* [Requirement]:
Please rewrite the items below with "separated by a tab" changed to "separated by a comma" throughout, leaving everything else untouched.

* [Collected data entries]:
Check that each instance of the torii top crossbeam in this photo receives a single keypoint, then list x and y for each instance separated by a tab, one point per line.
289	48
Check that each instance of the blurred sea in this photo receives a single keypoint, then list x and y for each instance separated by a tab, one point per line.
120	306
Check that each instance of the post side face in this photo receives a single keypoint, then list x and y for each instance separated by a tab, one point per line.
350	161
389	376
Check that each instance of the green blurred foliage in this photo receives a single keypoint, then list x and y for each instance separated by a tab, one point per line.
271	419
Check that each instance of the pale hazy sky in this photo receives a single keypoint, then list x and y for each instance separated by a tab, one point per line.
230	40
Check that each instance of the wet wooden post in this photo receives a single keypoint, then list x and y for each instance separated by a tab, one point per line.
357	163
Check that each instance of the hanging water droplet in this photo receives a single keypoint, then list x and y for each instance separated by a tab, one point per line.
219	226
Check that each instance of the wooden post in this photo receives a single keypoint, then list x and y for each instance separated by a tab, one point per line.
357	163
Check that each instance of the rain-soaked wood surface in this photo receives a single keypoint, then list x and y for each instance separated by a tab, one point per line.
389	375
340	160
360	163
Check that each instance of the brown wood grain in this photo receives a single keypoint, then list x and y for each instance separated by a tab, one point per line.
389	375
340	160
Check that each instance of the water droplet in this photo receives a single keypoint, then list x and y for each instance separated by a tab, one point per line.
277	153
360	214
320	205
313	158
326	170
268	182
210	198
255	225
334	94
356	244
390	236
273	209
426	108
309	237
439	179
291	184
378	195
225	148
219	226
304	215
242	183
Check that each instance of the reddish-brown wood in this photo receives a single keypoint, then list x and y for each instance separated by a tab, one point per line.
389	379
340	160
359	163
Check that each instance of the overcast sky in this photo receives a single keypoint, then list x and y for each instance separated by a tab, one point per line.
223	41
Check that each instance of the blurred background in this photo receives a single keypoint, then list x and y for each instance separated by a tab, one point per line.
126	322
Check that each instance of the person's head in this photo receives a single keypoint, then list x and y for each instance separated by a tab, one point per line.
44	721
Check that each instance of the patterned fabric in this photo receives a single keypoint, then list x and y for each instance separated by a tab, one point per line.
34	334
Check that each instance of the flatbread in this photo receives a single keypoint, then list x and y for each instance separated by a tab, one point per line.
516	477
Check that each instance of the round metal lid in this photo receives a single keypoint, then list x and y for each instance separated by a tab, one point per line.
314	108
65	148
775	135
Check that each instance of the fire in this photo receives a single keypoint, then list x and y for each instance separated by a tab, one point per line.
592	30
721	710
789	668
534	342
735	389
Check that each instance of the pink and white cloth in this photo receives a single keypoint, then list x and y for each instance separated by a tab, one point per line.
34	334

* [Final answer]:
Check that each instance of the torii top crossbeam in this photo receives a single keypoint, then list x and y for each instance separated by a comma, one point per line.
289	48
Check that each instance of the blurred sea in this photo receives a single keypoint, then list x and y for each instance separated by a comma, one point per line.
120	306
Check that each instance of the post side face in this photo receives a single keypoint, then list x and y for each instance separated by a comma, one point per line.
350	161
389	376
Check that each instance of the green blurred foliage in this photo receives a single keypoint, then list x and y for each instance separated by a comma, one point per line.
271	419
Check that each instance of the pale hazy sky in this photo receives a single keypoint, then list x and y for each instance separated by a comma, one point per line.
230	40
Check that each instance of the wet wooden post in this photo receives a single keypoint, then list x and y for each instance separated by a comma, one point per line.
357	163
Check that each instance of the hanging water droplet in this photo receives a single keypoint, then list x and y for each instance separated by a comma, one point per line.
219	226
Check that each instance of the wooden post in this photo receives a single keypoint, then list x and y for each instance separated by a comma, one point per line.
357	163
Check that each instance of the rain-soaked wood surface in this photo receives a single keypoint, then list x and y for each instance separated by a comma, one point per line.
389	375
340	160
360	163
Check that each instance of the brown wood grain in this photo receives a single keypoint, then list x and y for each instance separated by a comma, one point per line.
389	375
340	160
Check that each instance of the water droplet in this photo receives a single keypoint, then list x and y for each instance separated by a comma, one point per line.
277	153
360	214
320	205
313	158
326	170
268	182
210	198
255	225
334	94
356	244
390	236
273	209
426	108
309	237
439	179
291	184
378	195
225	148
219	226
304	215
242	183
Check that each instance of the reddish-brown wood in this photo receives a single keypoint, then list x and y for each instance separated by a comma, one point per line.
389	379
340	160
359	163
Check that each instance of the overcast sky in this photo receives a single keypoint, then list x and y for each instance separated by a comma, one point per line.
223	41
Check that each instance of the blurred background in this photo receives a single keypoint, then list x and y for each instance separated by a comma, one point per line.
126	322
Check that each instance of the person's head in this photo receives a single keypoint, then list x and y for each instance separated by a comma, one point per line.
44	721
Check that each instance of the patterned fabric in this photo receives a single keypoint, then list x and y for each instance separated by a comma, one point per line.
34	334
Check that each instance of the flatbread in this photo receives a single keypoint, then list x and y for each instance separated by a comma, one point per line.
516	477
Check that each instance of the round metal lid in this photo receives a single keypoint, then list x and y for each instance separated by a comma, one point per line.
314	108
65	148
775	135
Check that each instance of the fire in this photo receives a single keypoint, then list x and y for each instance separated by a comma, one point per line.
592	30
721	710
789	668
534	342
735	389
Check that each instance of the pink and white cloth in this photo receives a single keypoint, then list x and y for each instance separated by a comma, one point per line.
34	334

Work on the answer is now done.